→ Work instructions:
Reproduce every one of the entries below verbatim, line for line, without altering any character.

→ Given entries:
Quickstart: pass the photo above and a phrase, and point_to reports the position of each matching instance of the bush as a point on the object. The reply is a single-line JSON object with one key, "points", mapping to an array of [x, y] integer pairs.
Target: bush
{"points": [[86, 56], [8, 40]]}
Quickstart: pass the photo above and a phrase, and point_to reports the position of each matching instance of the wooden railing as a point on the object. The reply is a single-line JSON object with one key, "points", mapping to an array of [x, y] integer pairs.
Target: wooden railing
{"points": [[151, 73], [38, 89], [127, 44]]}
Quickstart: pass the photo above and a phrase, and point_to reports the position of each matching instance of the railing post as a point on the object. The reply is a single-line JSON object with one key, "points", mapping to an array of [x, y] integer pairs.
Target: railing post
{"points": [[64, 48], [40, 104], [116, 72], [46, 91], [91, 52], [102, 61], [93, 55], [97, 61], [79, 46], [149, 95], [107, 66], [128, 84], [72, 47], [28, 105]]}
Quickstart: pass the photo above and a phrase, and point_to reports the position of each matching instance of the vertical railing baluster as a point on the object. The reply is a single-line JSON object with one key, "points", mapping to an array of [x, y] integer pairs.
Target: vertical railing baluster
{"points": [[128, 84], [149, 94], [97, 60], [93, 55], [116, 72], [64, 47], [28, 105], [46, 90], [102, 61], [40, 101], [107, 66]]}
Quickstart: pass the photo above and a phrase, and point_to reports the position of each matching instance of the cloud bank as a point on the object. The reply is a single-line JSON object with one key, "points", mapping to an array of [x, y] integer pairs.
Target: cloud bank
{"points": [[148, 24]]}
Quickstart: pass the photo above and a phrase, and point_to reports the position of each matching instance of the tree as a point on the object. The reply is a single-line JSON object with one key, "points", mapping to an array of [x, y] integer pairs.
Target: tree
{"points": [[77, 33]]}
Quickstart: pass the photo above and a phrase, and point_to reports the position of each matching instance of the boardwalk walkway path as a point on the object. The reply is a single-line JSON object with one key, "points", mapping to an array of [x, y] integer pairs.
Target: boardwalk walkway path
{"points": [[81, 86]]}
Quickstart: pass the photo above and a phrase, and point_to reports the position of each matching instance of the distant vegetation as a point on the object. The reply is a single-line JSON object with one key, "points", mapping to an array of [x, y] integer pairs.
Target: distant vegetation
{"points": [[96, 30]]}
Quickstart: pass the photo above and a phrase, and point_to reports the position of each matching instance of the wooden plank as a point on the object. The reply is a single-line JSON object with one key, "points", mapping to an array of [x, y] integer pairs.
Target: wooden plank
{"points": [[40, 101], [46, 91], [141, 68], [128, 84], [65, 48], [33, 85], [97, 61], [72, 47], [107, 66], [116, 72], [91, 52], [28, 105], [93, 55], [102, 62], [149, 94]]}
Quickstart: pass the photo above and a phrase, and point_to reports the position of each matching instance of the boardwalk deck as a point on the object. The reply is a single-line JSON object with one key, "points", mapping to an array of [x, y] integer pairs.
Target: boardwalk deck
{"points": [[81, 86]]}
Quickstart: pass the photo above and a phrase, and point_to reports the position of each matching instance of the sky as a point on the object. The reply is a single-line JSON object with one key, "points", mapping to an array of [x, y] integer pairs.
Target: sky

→ Reply to the task:
Quickstart: pass the photo above and a phrase, and point_to reports the position of each matching instance of the bush as a point on the object. The reply is a single-line JSON object with one key, "points", mapping to an array of [x, y] integer pairs.
Target: bush
{"points": [[86, 56], [8, 40]]}
Quickstart: pass the photo above and a phrase, and point_to reports the position of each matching instance of the wooden railing as a point on the object. The reply is a single-line JSON object with one key, "points", mapping to an array of [x, y] integer pairs.
Target: wooden railing
{"points": [[151, 73], [38, 89], [127, 44]]}
Quickstart: pass the photo above and a phrase, and point_to reports the position of each matching instance of the railing post as a point on the object. The reply is a single-line JSON object with one key, "points", mapping to an array of [x, y] integer pairs.
Target: railing post
{"points": [[64, 48], [40, 104], [116, 72], [46, 91], [91, 52], [102, 61], [93, 55], [97, 61], [79, 46], [149, 95], [107, 66], [128, 84], [72, 47], [28, 105]]}
Quickstart: pass the photo above and a phrase, and point_to reports the position of each matching instance of the vertical railing baluster as a point on the object. The reply is a single-line JSON object with one key, "points", mapping to an array of [x, y] integer pairs.
Target: vertical railing baluster
{"points": [[128, 84], [149, 94], [97, 60], [93, 55], [116, 72], [64, 47], [28, 105], [46, 90], [102, 61], [40, 101], [107, 66]]}
Quickstart: pass the photo above and a phrase, and point_to reports the position of each matching instance of the cloud bank as a point on the object. The reply is a single-line JSON object with one key, "points", mapping to an array of [x, y] integer pairs.
Target: cloud bank
{"points": [[148, 24]]}
Quickstart: pass the photo above and a phrase, and point_to reports the position of each matching instance of the tree as a point on the object. The reply is a single-line JSON object with one key, "points", mapping to an array of [x, y] integer pairs.
Target: tree
{"points": [[77, 33]]}
Quickstart: pass the photo above and a phrase, and point_to reports the position of each matching instance of the boardwalk walkway path as a point on the object. The reply is a single-line JSON object with one key, "points", mapping to an array of [x, y] integer pairs.
Target: boardwalk walkway path
{"points": [[81, 86]]}
Quickstart: pass the photo above and a phrase, and point_to reports the position of each matching instance of the distant vegetation as a point on the object. The reply is a single-line JSON object with one key, "points", mapping to an array of [x, y] integer pairs.
Target: distant vegetation
{"points": [[96, 30]]}
Quickstart: pass the photo above and a phrase, and point_to reports the position of each matching instance of the wooden plank as a point on the object. The reply is a single-line JSON object with one key, "points", mapping to an array of [x, y] integer pairs.
Target: wooden plank
{"points": [[40, 101], [46, 91], [141, 68], [128, 84], [65, 48], [33, 85], [97, 61], [72, 47], [107, 66], [116, 72], [91, 52], [28, 105], [93, 55], [102, 62], [149, 94]]}
Quickstart: pass the photo above and a phrase, and point_to reports the position of each matching instance of the boardwalk deck as a point on the object. The reply is a single-line JSON object with one key, "points", mapping to an array of [x, y] integer pairs.
Target: boardwalk deck
{"points": [[81, 86]]}
Quickstart: pass the photo above and a phrase, and point_to reports the position of each matching instance of the sky as a point on the object. The reply is a single-line JSON object with one key, "points", mapping to an array of [x, y] integer pairs.
Target: sky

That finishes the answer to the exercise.